** Opening EXERCISE PASSAGE block **

To celebrate the 45th anniversary of the biggest prison rebellion in U.S. history at Attica, New York, thousands of worker-prisoners in 40 jailhouses covering 24 states went on a labor strike this past September 9. Outside groups helped prepare for this strike for months. The tremendous ability of workers to organize actions, even separated in different prisons, was deliberately blacked out by the major capitalist media.
A spokesperson for the Incarcerated Workers Organizing Committee, explained:
Overseers watch over our every move, and if we do not perform our appointed tasks to their liking, we are punished. They may have replaced the whip with pepper spray, but many of the other torments remain: isolation, restraint positions, stripping off our clothes and investigating our bodies as though we are animals.
Federal prisoners make 12 to 40 cents an hour, while many state prisoners are paid nothing. If anything has changed in the last 45 years, the exploitation and treatment of prisoners is now worse. There’s an increase of overcrowding and convictions for the victimless crime of drug possessions, for which no other imperialist country imprisons its population.
In preparation for this nationwide strike, there have been many smaller local strikes over the last few months in prisons throughout the U.S. Prisoners realize that without their labor—cooking, cleaning, and maintenance—prisons come to a halt. Private manufacturing and commercial corporations also exploit their labor, in conditions approximating outright slavery.
Prison Labor is Slavery
In Douglas Blackmon’s 2008 book Slavery By Another Name: The Re-Enslavement of Black Americans from the Civil War to World War II, he described this altered but continued form of slavery. But it didn’t end with World War II, as it continues in force today with the highest prison population in the world, both absolutely and proportionately. U.S. prisons house 2.2 million men and women, with Black and Latin workers disproportionately represented, due to the racist injustice system, but with roughly comparable total numbers of white workers. But today unity across racial lines led by Black prisoners stands out just as it did in the 1971Attica rebellion.

** Closing EXERCISE PASSAGE block **

## [QUESTIONS ON THE MATERIAL]
1. According to the passage on the prison labor strike, why do prisoners see a work stoppage as an effective tactic? Answer in one to three sentences.
2. Print the passage on the prison labor strike from "A spokesperson for" to "we are animals.", word for word.
3. Write what follows the passage on the prison labor strike after its final sentence.
The lines that come next are separate material and are not part of the passage on the prison labor strike.

** Opening PROVIDED RECORDS block **

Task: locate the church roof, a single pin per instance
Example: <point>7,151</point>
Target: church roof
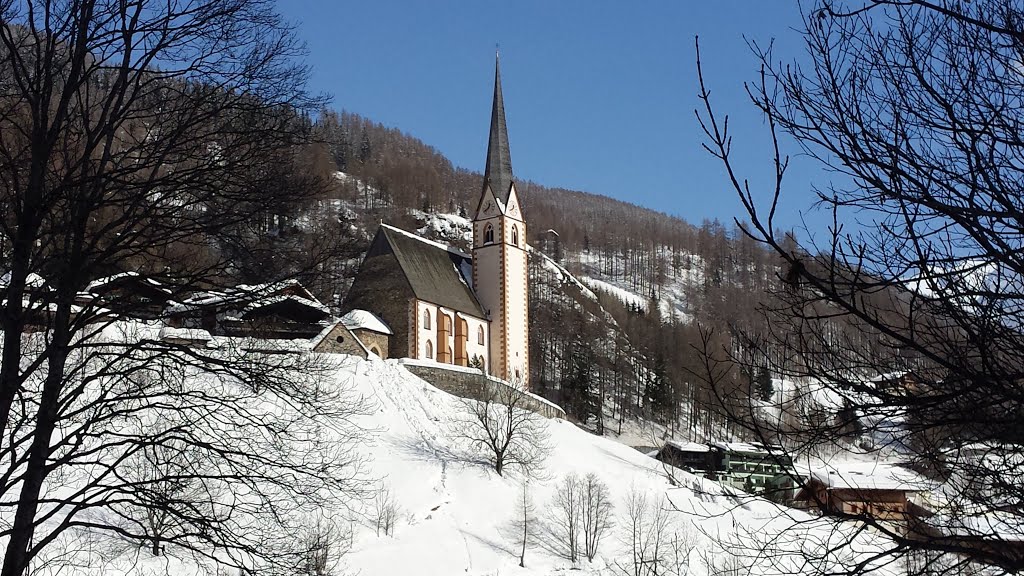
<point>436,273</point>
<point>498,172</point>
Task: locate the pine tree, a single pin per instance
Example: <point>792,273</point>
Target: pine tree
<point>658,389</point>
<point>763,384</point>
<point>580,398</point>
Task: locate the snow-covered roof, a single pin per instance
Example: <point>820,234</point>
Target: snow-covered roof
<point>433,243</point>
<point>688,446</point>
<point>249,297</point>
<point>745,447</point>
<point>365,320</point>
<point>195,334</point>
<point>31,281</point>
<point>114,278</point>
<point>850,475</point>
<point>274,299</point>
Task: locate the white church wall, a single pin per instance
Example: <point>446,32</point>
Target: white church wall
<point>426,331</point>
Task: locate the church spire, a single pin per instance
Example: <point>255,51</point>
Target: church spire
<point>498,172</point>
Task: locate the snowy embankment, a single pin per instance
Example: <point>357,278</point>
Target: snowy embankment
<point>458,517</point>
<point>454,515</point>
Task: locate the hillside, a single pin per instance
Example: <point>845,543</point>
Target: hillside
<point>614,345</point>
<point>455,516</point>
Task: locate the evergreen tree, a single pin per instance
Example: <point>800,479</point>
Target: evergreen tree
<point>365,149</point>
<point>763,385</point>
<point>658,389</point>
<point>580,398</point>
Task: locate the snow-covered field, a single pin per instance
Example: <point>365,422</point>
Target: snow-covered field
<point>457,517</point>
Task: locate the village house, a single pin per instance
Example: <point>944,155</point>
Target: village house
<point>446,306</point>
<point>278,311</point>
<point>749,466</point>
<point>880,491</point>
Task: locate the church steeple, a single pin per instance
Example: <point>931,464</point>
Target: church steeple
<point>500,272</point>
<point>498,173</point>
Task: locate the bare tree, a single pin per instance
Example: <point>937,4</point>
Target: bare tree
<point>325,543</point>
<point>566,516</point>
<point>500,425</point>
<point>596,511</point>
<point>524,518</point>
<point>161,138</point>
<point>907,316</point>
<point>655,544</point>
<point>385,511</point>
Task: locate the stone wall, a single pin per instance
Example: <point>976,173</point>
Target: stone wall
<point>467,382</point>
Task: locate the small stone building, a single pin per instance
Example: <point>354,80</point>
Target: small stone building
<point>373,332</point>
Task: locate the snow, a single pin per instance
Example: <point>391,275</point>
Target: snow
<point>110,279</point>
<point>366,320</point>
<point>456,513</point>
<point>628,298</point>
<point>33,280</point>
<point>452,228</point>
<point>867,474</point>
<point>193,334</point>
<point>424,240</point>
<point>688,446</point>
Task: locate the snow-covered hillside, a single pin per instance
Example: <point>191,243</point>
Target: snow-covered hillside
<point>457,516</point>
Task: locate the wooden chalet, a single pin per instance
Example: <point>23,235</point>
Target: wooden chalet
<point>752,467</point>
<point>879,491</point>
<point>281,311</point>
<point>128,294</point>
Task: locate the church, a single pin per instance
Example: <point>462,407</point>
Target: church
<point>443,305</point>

** Closing PROVIDED RECORDS block **

## [RESULTS BY TASK]
1. Prisoners realize that prisons depend on their labor, such as cooking, cleaning and maintenance. Without that labor, prisons come to a halt.

2.
A spokesperson for the Incarcerated Workers Organizing Committee, explained:
Overseers watch over our every move, and if we do not perform our appointed tasks to their liking, we are punished. They may have replaced the whip with pepper spray, but many of the other torments remain: isolation, restraint positions, stripping off our clothes and investigating our bodies as though we are animals.

3.
Mass imprisonment was revived with the “War on Crime” begun during the Johnson administration in the 1960s and continued with Bill Clinton’s tremendous acceleration of incarceration and enlargement of city police forces around the country—both liberal Democrat presidents. Both liberals and conservatives push for racist increases in prison populations, whether through “law and order” campaigns, “war on drugs,” or other forms of mass incarceration. We have only ourselves, the working class, to rely on.
Exploitation and extreme oppression of workers, both inside and outside of prisons, will only end when millions of workers everywhere join and help to build the PLP to lead a global revolution to rid the world of capitalism. In its place, we must organize a worldwide communist system run by workers, for the benefit of humanity as a whole (minus the former bosses and their supporters). Communism will be based on our vital needs, with no possibility of profitmaking.